● **DATA RECORDS**:

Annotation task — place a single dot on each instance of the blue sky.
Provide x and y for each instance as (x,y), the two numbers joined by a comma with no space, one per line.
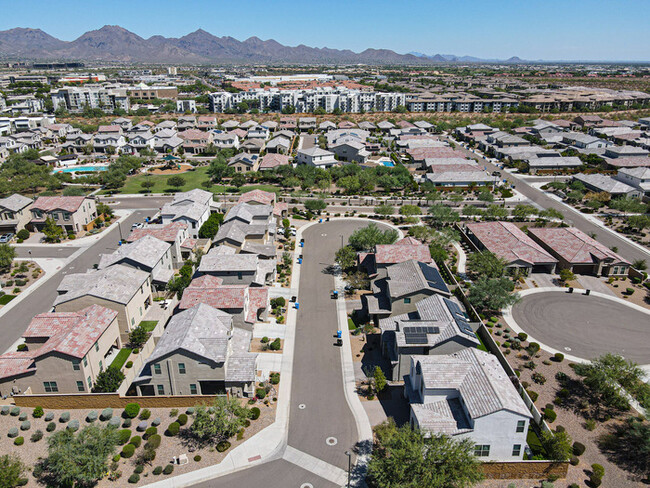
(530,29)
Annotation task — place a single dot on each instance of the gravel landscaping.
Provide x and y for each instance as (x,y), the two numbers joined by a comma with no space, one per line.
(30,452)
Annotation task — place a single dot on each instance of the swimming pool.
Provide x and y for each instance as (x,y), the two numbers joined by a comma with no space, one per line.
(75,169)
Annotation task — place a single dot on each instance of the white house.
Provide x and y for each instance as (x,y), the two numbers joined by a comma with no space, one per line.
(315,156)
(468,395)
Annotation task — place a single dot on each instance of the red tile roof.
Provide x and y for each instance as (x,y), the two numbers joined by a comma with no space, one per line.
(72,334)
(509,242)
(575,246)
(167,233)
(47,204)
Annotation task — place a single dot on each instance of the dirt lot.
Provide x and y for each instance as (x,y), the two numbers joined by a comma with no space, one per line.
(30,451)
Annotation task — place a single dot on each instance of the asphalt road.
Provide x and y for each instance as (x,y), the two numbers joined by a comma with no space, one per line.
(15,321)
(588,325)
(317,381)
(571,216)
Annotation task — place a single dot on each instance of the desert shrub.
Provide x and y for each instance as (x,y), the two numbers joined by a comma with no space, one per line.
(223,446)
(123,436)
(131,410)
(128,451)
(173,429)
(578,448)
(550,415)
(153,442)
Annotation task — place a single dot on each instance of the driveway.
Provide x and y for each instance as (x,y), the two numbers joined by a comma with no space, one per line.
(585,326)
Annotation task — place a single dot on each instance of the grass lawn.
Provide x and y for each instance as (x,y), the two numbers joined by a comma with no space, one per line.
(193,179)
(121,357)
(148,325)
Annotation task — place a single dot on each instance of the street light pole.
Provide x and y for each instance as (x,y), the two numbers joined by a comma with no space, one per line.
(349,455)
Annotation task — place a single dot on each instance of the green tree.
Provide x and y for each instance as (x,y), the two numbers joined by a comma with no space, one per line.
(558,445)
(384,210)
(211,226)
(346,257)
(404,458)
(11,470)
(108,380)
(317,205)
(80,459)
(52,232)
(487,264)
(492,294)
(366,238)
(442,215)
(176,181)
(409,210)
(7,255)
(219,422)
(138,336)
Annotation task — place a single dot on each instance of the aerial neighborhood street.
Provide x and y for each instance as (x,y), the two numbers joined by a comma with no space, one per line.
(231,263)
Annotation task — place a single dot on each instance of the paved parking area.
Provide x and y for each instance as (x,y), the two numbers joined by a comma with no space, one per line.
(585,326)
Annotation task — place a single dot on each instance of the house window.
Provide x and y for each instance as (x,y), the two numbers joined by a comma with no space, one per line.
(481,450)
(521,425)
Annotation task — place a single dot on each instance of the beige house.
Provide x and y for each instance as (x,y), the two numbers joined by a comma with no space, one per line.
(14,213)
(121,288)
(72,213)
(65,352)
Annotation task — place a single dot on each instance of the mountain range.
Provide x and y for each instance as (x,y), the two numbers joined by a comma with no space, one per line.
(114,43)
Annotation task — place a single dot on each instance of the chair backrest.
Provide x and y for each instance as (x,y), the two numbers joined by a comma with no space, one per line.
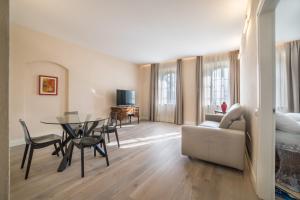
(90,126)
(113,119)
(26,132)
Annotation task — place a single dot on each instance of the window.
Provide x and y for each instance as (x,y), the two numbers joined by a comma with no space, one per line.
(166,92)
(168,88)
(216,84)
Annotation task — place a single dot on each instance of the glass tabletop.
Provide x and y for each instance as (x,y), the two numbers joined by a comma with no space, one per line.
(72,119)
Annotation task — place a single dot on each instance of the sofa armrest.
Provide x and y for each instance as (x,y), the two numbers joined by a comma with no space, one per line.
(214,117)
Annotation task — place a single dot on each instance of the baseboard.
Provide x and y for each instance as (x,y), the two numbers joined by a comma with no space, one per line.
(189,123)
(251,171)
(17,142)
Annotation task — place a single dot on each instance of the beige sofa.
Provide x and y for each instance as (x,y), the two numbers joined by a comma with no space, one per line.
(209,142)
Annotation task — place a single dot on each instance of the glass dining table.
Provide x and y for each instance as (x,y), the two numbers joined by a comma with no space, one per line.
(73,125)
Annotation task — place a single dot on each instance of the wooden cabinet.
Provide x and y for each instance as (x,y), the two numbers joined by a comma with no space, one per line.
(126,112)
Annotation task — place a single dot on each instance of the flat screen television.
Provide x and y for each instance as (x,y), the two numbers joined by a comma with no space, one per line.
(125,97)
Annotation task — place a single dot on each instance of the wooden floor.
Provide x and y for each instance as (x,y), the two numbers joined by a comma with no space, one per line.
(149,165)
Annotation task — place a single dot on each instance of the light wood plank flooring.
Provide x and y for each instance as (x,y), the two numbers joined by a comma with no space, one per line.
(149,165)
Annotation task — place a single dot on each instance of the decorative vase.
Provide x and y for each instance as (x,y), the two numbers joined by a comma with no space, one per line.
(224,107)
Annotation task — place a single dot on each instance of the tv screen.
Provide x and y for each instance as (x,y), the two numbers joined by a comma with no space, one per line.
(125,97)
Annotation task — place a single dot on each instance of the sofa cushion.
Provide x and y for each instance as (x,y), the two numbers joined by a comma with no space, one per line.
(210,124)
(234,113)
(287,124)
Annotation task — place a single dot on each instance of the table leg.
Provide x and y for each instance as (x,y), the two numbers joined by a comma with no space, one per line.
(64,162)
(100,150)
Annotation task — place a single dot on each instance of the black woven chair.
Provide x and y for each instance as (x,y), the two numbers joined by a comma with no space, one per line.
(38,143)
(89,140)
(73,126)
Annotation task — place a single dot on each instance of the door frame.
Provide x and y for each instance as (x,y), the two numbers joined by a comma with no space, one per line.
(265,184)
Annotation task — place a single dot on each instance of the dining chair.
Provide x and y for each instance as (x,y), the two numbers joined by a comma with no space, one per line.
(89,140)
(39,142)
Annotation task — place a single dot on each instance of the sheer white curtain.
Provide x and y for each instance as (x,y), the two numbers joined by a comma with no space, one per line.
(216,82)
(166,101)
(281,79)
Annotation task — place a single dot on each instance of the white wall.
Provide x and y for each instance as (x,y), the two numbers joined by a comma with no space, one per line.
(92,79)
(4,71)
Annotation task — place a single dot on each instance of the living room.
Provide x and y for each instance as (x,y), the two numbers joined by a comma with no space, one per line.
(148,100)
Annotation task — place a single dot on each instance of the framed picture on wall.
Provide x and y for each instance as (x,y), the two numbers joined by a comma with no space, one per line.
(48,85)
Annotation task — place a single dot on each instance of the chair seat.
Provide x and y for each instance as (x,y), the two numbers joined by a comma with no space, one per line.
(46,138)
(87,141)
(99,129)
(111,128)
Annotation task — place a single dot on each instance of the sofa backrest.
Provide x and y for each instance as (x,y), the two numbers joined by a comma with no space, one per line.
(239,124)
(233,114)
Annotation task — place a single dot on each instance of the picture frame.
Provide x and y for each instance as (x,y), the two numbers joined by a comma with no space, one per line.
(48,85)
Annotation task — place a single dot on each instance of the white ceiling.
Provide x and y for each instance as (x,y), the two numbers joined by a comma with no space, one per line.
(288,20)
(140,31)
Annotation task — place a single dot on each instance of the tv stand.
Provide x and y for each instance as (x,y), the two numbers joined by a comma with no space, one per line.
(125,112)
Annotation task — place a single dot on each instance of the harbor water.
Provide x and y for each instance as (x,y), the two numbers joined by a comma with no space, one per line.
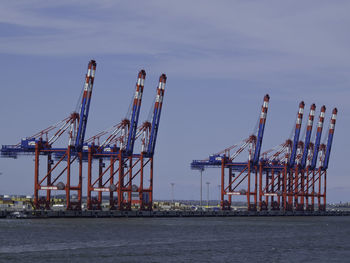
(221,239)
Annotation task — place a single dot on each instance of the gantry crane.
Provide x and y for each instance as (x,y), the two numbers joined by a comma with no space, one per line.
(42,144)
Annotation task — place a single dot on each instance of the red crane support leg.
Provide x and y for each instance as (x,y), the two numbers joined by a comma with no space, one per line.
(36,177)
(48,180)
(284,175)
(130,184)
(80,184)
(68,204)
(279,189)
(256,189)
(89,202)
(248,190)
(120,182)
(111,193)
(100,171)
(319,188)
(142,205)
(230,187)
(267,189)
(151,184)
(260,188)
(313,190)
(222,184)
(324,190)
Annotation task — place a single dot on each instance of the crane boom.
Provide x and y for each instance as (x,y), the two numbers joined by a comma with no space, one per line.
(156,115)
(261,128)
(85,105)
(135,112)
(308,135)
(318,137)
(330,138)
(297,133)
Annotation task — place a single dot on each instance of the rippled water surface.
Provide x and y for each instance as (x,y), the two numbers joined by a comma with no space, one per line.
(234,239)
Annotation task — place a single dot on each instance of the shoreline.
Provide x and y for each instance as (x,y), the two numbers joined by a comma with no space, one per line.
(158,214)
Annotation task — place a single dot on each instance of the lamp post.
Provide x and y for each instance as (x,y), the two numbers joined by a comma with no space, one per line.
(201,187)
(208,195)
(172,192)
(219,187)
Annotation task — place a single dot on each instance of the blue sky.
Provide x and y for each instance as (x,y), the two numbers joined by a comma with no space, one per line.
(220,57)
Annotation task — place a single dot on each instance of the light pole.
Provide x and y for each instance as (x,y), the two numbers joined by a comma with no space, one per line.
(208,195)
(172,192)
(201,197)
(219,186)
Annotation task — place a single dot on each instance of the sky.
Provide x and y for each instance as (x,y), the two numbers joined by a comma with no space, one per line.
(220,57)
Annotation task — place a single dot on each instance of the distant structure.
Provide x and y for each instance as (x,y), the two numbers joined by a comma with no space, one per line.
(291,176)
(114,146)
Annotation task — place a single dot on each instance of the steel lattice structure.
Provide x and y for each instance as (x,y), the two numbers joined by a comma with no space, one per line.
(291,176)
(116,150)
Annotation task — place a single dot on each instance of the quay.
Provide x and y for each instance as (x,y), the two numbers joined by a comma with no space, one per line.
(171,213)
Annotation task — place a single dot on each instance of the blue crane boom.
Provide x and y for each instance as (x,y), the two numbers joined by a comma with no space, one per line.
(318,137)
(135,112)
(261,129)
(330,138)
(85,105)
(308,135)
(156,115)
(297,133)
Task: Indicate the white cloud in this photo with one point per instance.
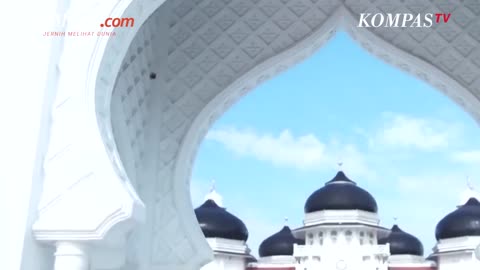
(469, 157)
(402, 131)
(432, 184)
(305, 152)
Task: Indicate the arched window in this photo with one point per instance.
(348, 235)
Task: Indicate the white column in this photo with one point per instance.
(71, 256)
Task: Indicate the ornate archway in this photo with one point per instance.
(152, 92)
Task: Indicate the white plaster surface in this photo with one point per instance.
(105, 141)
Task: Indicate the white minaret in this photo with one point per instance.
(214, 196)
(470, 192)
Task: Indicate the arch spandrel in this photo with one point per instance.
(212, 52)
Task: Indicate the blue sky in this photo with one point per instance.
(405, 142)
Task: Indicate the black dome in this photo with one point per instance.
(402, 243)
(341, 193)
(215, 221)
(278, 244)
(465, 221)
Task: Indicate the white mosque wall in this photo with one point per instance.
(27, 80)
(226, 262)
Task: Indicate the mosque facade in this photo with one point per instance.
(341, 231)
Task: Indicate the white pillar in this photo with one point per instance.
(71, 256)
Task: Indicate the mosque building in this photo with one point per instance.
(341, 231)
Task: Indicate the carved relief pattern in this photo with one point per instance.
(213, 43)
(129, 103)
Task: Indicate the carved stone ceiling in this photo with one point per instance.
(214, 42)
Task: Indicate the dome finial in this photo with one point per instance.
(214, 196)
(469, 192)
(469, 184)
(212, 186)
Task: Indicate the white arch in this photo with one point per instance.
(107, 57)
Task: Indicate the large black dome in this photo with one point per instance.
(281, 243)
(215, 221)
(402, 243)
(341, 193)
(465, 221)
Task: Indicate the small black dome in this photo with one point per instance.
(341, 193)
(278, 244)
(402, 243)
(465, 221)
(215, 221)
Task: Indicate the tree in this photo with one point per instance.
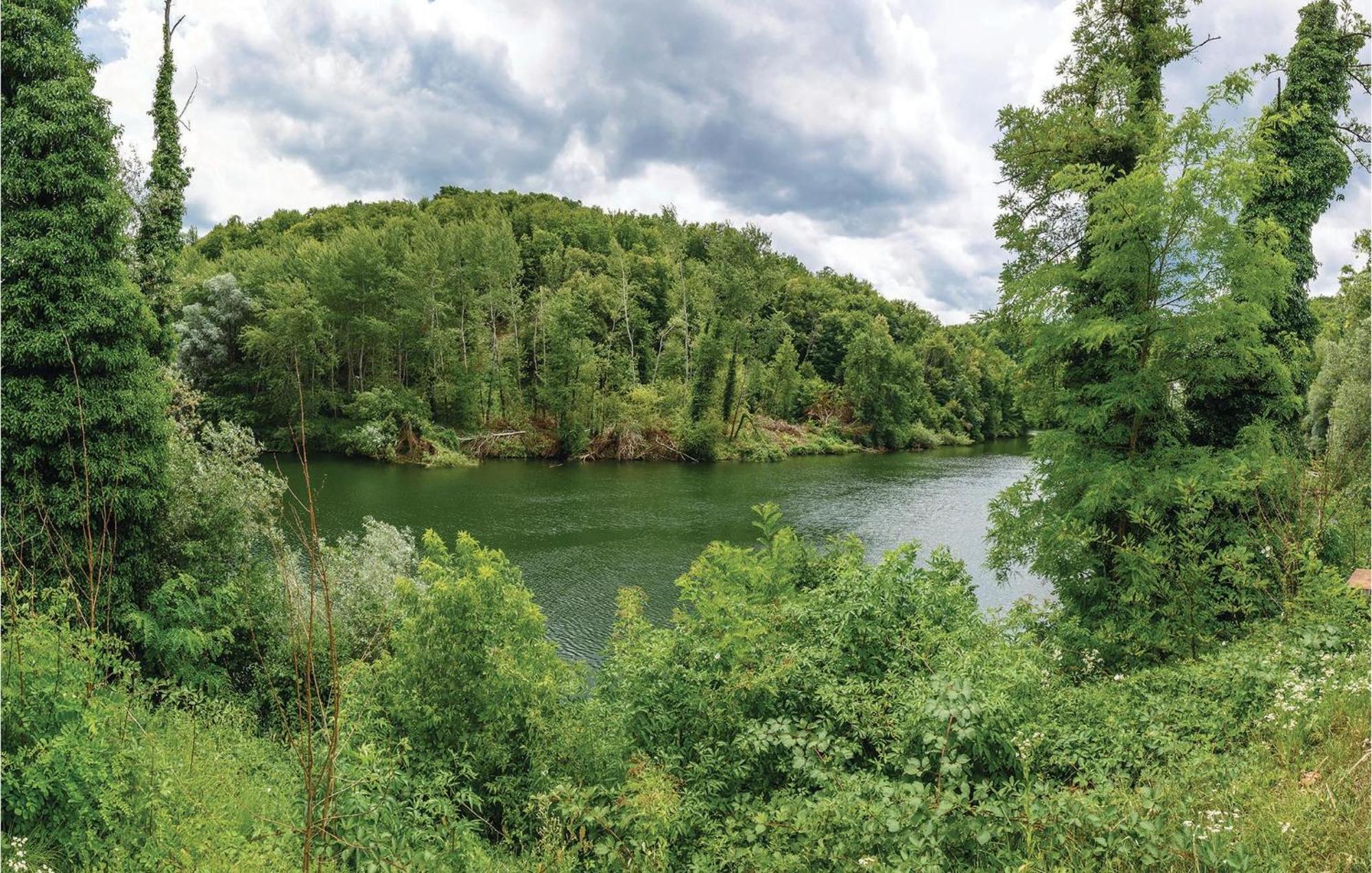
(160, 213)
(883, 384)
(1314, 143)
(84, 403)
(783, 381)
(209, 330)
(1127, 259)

● **PROBLEM DETAILS**:
Rewrite the material from the line with "Task: Indicate the white minaret" up to and including its last line, changing "black dome" to "dark dome" and leaving everything else the same. Omit the pictures from your answer.

● **WRITTEN RESPONSE**:
Task: Indicate the white minaret in this photo with one point per instance.
(214, 196)
(470, 192)
Task: Indicate the arch spandrel in this photo with one point per instance.
(212, 52)
Task: Indicate the blue sky in this photo with one point per instance.
(405, 142)
Task: Indicate the dark dome in this photo with one point per instance.
(402, 243)
(341, 193)
(215, 221)
(278, 244)
(465, 221)
Task: Indicate the white mosque wall in this photo with one point per instance.
(27, 80)
(226, 262)
Task: Indicate the mosque facade in this photo with one point per instance.
(341, 231)
Task: Indicate the white pillar in this photo with one point per instance.
(71, 256)
Task: Indicate the mosque building in this photo with one point per instance.
(341, 231)
Task: Indicate the carved relief pattern in this photo with one point per instance.
(213, 43)
(129, 103)
Task: Indicate the carved stone ceiling in this photo with one point per instance.
(214, 42)
Task: Indicate the dome finial in this photo with one point per instance.
(214, 196)
(469, 192)
(469, 184)
(212, 186)
Task: Indicate the white arch in this photo with one point per instance.
(107, 57)
Task: Indicate the large dark dome in this photo with one point per instance.
(281, 243)
(215, 221)
(402, 243)
(341, 193)
(465, 221)
Task: Indicate the small dark dome in this photo with one point per instance.
(341, 193)
(278, 244)
(402, 243)
(465, 221)
(215, 221)
Task: Indicate the tree in this photo with one point per instance.
(160, 213)
(883, 384)
(1314, 143)
(84, 403)
(783, 381)
(209, 330)
(1127, 259)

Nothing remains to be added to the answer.